Start of Material for the task

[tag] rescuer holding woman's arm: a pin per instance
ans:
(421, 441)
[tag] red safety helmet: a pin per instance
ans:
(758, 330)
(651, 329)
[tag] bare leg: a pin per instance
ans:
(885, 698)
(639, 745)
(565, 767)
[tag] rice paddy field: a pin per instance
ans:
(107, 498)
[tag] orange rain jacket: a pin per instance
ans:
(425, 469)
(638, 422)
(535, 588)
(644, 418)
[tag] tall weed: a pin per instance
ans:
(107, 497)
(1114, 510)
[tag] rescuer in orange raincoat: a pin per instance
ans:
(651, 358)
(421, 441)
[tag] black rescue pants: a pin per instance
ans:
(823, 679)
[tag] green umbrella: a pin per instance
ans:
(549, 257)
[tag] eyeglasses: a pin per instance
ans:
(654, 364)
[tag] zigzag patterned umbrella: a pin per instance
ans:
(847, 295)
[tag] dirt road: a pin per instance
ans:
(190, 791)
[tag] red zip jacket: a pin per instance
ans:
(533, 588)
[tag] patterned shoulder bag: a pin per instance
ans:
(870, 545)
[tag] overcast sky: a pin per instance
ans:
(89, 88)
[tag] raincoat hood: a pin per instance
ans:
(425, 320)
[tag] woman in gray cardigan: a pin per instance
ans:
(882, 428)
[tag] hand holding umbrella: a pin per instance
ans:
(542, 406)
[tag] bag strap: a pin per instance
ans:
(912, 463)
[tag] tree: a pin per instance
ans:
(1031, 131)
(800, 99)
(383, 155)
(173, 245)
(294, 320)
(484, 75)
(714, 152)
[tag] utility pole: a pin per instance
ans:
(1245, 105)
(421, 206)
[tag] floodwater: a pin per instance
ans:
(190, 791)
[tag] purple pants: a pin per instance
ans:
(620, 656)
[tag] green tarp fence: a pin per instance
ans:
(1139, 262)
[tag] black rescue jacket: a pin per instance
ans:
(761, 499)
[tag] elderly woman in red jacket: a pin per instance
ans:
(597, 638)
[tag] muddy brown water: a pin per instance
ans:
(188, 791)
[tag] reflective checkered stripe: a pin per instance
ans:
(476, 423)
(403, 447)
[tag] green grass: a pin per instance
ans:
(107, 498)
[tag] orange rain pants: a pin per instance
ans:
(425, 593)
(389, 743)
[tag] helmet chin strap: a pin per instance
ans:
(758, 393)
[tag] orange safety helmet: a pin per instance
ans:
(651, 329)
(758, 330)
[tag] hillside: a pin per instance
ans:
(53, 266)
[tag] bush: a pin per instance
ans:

End of Material for the task

Rewrite every one of the records above, changing each "a pin per instance" to "one point per object" and leaving all other text as it is.

§ **Correct result**
[tag] rescuer holding woman's arm: one point per object
ans:
(421, 441)
[tag] red safety helmet: one point per object
ans:
(758, 330)
(651, 329)
[tag] bare leg: one point per object
ans:
(885, 698)
(639, 745)
(565, 767)
[tag] rice paddy field: one point per object
ans:
(107, 498)
[tag] orange rain jacket: one point per object
ans:
(425, 469)
(638, 422)
(535, 588)
(644, 418)
[tag] tall weed: one point per object
ans:
(107, 497)
(1114, 510)
[tag] rescuer in orange raincoat: one point per object
ans:
(651, 358)
(421, 441)
[tag] black rescue pants: one point per object
ans:
(823, 679)
[tag] green umbrella: one point per object
ans:
(549, 257)
[tag] eyeglasses: one point per object
ans:
(654, 364)
[tag] zigzag patterned umbrella: one point per object
ans:
(847, 295)
[tag] dirt road: one point per object
ans:
(190, 791)
[tag] red zip jacket: one point per object
ans:
(533, 588)
[tag] patterned shoulder bag: one point per object
ans:
(870, 545)
[tag] overcast sky: one point per object
ans:
(89, 88)
[tag] raincoat hood: one point per object
ans:
(425, 320)
[tag] woman in gray cardigan: one point per object
ans:
(882, 428)
[tag] hand holding umbrella: one point per object
ans:
(542, 406)
[tag] bag strap: one point per object
ans:
(912, 463)
[tag] tree: one point per object
ans:
(1031, 131)
(800, 99)
(383, 155)
(173, 245)
(294, 320)
(484, 75)
(714, 152)
[tag] utility pole: one point per object
ans:
(1245, 105)
(421, 206)
[tag] floodwater: one point per object
ans:
(190, 791)
[tag] purple pants: one point per object
ans:
(620, 656)
[tag] green tarp fence: one point per object
ans:
(1139, 262)
[tag] black rescue jacket: one point per object
ans:
(761, 499)
[tag] elderly woman in red jacket: one point per object
ans:
(597, 638)
[tag] muddy brown water: one point per object
ans:
(188, 791)
[tag] reflective checkered stripe: one point per object
ans:
(476, 423)
(403, 447)
[tag] green grass: one point per object
ans:
(107, 498)
[tag] orange rain pants: one point per object
ans:
(425, 593)
(389, 743)
[tag] helmet chin strap: one point per object
ans:
(758, 393)
[tag] orange safety helmet: one point per object
ans:
(651, 329)
(758, 330)
[tag] hillside: one point per object
ans:
(53, 266)
[tag] bush: one point per object
ans:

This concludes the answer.